(Work request):
Would you reproduce exactly the lines below from the one holding "box: [403, 60, 443, 73]" through the one holding "positive clicks: (423, 72)", inclusive, and no others?

------------

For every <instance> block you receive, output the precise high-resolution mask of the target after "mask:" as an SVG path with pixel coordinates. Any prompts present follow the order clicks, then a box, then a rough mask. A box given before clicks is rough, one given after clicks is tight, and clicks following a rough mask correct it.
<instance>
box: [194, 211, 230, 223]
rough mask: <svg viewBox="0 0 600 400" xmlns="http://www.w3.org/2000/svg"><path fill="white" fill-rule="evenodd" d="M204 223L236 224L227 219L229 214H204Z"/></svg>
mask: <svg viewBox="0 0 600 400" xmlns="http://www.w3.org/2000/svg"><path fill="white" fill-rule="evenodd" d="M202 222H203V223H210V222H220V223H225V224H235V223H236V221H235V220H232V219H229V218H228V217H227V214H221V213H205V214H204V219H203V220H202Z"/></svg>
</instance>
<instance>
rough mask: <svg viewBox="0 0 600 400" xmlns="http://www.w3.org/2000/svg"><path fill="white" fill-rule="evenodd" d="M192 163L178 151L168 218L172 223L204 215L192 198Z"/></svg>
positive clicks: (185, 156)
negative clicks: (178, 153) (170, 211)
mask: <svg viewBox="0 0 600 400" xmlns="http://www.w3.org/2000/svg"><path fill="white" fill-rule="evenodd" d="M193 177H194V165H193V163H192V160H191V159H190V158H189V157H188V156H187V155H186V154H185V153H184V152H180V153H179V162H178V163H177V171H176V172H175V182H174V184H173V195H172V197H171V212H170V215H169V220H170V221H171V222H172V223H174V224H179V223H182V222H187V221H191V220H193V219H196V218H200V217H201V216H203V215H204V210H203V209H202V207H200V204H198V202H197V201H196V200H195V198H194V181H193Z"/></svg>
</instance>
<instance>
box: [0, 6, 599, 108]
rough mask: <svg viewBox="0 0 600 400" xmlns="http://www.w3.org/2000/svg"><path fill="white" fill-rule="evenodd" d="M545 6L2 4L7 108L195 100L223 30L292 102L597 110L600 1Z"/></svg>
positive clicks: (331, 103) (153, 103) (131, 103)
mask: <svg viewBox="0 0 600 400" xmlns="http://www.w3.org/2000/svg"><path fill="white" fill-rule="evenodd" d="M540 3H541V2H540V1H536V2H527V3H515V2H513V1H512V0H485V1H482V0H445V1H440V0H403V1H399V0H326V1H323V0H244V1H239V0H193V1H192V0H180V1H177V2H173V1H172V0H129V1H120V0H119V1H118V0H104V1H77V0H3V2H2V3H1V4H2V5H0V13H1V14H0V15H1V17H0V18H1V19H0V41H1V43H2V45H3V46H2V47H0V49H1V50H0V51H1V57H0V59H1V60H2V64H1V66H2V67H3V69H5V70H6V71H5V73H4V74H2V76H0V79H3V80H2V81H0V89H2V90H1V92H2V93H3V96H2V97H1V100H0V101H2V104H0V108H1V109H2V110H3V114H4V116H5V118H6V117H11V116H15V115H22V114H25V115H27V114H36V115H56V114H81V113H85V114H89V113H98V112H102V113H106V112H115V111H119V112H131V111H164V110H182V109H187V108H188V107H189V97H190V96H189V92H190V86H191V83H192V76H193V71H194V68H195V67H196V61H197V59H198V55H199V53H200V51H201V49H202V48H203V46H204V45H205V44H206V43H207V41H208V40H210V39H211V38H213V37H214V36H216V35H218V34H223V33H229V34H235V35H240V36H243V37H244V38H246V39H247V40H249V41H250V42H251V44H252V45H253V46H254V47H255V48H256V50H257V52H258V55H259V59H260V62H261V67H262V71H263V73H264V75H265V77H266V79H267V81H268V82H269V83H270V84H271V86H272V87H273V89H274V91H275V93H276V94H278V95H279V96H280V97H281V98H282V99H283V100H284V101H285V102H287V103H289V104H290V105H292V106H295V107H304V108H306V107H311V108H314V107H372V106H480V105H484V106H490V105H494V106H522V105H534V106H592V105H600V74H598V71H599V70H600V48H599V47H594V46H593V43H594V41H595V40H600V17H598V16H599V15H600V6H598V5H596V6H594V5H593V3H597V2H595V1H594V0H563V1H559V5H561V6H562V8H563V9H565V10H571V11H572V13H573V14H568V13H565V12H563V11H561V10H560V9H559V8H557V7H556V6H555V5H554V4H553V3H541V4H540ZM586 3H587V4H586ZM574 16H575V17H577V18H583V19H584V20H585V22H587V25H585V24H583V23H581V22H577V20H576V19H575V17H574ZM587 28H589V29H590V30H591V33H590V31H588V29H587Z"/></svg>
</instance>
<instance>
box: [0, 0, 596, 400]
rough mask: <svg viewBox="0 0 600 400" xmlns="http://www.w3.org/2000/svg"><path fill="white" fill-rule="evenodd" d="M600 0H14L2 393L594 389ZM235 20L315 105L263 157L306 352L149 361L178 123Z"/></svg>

------------

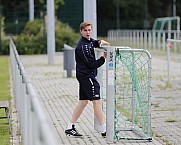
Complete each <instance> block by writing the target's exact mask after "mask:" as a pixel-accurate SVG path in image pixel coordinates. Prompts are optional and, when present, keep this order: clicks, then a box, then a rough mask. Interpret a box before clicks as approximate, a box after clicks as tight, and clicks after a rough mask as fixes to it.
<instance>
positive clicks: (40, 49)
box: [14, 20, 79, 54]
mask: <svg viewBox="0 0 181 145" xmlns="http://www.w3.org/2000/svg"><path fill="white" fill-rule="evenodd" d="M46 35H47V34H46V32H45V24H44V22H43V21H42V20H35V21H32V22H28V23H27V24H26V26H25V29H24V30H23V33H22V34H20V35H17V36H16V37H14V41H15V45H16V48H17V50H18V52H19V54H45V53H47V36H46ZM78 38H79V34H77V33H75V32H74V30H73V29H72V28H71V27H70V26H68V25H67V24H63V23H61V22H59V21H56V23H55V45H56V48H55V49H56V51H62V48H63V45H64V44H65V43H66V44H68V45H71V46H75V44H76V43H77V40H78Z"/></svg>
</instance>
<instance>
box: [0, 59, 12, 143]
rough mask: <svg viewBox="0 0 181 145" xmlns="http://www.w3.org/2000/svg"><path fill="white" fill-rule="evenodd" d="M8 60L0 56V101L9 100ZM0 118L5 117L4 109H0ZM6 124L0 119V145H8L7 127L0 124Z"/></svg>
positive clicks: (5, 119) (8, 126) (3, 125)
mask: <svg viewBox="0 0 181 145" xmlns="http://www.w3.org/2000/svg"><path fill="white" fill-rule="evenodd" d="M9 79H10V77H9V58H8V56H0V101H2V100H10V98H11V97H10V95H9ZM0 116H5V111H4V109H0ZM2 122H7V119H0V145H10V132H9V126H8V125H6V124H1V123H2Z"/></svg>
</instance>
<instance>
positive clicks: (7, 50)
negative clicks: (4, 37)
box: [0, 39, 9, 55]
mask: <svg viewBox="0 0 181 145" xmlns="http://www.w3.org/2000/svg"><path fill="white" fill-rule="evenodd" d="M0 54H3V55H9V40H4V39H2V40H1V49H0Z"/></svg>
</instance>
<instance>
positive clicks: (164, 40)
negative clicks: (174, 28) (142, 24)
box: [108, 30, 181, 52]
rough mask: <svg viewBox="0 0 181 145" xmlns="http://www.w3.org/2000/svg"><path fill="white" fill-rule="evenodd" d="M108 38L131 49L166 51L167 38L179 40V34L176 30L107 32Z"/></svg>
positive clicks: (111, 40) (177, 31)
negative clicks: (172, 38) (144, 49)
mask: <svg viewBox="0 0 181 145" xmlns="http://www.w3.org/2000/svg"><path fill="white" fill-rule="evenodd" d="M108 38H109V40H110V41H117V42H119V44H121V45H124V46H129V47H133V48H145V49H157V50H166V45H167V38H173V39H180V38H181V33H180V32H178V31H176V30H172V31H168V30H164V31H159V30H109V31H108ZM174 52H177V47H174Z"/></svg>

------------

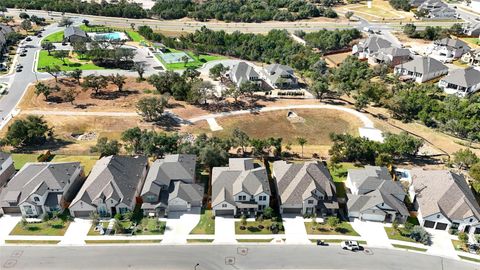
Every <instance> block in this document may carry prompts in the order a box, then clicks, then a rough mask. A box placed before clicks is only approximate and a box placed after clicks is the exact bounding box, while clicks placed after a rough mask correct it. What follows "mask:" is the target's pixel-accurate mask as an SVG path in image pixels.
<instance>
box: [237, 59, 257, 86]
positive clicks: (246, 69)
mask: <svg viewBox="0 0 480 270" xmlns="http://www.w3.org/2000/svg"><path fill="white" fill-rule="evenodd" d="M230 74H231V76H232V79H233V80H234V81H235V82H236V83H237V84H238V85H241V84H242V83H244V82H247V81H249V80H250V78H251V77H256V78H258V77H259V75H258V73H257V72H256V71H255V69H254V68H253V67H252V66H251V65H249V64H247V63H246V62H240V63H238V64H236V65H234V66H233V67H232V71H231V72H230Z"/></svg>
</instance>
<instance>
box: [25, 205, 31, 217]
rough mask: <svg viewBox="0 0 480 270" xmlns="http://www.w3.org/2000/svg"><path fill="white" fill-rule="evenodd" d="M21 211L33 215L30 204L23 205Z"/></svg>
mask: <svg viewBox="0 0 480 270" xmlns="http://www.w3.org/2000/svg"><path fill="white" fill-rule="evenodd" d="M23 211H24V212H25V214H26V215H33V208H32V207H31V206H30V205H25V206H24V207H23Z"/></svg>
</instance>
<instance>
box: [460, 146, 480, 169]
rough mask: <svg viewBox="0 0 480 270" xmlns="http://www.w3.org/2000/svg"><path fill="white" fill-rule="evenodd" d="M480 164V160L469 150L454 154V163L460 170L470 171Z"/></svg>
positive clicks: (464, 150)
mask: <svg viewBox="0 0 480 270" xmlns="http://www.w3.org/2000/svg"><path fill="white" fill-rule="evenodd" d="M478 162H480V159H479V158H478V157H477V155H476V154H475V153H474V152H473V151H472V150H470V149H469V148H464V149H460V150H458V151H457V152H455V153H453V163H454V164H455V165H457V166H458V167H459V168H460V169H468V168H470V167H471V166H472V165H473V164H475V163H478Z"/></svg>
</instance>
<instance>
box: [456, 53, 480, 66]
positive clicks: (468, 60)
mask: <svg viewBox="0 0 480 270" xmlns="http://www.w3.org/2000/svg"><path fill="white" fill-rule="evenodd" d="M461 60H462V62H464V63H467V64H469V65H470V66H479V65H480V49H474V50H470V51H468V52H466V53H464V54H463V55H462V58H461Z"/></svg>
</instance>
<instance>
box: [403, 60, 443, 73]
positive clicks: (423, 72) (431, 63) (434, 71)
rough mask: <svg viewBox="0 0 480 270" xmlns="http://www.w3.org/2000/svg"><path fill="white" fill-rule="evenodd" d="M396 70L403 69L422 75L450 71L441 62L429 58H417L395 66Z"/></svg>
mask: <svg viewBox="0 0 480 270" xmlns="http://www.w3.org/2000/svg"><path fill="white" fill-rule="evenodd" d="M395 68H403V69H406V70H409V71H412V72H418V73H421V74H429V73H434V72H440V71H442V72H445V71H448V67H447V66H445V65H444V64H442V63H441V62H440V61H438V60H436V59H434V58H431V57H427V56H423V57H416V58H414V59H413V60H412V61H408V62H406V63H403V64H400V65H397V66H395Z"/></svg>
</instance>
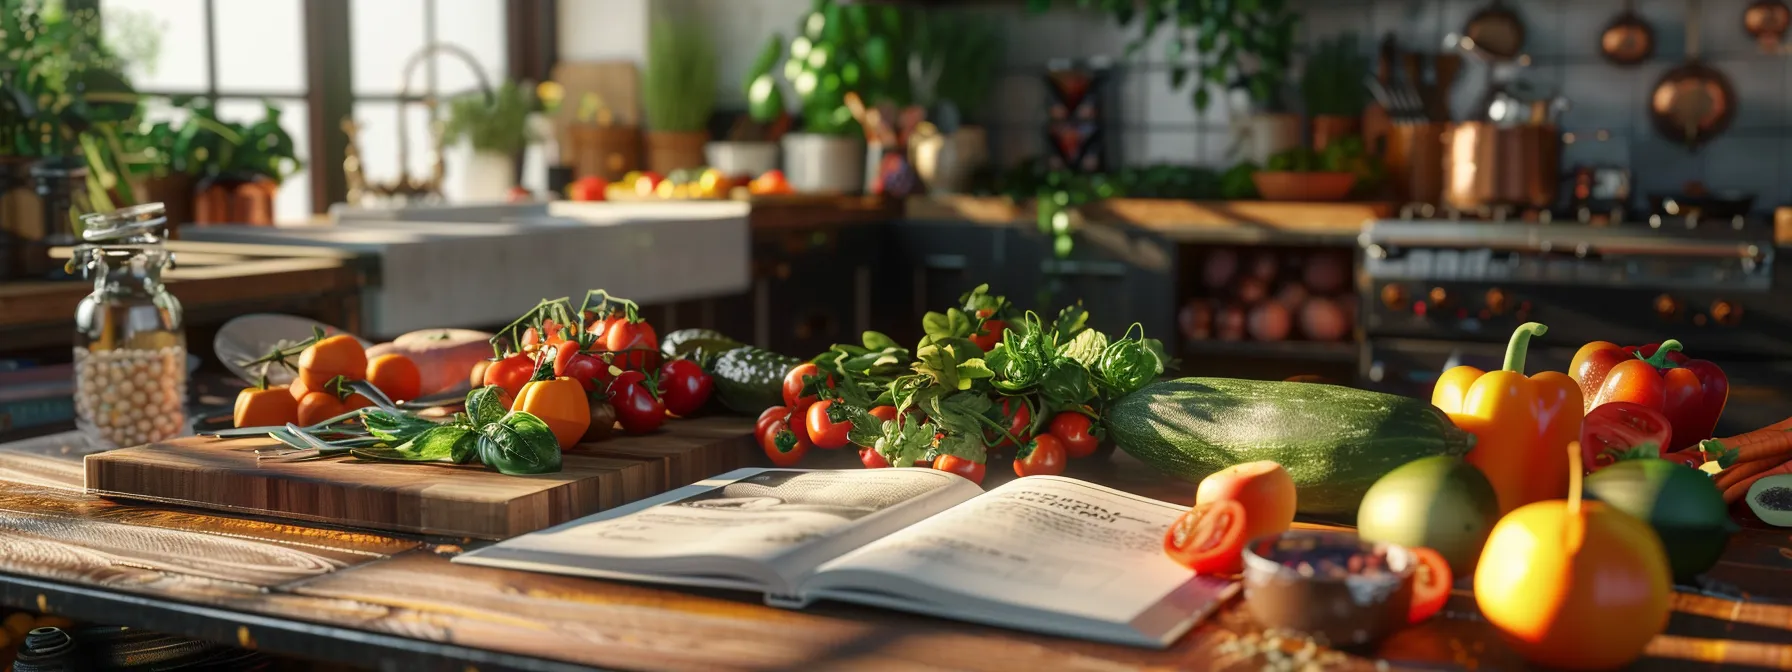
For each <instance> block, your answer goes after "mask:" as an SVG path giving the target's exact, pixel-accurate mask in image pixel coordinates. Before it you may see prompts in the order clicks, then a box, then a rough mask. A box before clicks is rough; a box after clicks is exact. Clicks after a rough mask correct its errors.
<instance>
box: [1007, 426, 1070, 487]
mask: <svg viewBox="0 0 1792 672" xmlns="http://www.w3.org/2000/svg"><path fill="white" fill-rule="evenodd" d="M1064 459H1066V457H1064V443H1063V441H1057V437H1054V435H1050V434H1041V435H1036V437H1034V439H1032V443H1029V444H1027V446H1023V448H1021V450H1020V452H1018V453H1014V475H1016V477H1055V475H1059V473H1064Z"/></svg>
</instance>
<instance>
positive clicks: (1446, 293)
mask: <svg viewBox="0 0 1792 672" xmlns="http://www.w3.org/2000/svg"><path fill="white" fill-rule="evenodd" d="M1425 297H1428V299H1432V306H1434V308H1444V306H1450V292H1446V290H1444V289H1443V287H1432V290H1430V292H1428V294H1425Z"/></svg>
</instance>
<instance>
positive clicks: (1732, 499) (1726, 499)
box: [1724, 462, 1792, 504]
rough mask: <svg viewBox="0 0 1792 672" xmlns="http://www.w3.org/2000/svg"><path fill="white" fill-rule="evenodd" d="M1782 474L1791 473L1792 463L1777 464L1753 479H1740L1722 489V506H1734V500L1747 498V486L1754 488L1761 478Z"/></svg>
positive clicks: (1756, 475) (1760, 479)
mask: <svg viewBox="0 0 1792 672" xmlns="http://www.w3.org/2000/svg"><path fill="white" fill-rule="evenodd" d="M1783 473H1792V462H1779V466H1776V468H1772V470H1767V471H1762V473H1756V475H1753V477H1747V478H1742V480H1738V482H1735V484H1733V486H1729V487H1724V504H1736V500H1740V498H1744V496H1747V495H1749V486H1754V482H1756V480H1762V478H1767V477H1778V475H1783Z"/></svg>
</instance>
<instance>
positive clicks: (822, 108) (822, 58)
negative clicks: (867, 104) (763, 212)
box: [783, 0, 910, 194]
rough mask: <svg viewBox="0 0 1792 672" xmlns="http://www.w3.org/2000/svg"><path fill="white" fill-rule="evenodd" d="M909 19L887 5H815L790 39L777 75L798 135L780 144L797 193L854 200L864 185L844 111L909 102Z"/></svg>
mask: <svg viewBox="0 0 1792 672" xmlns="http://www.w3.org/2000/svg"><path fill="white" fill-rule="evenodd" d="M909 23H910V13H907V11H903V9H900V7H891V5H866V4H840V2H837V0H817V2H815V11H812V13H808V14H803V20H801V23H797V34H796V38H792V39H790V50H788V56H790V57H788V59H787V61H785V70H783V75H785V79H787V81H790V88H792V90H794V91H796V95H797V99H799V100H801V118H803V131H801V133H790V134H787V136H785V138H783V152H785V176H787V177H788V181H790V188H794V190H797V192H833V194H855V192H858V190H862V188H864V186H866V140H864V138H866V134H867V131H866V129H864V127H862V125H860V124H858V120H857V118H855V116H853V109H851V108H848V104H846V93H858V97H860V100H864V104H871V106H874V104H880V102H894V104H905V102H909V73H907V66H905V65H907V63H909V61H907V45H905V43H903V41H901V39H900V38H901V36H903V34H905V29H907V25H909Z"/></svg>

------------

(Written response):
box: [403, 60, 443, 73]
positive clicks: (423, 72) (431, 63) (434, 71)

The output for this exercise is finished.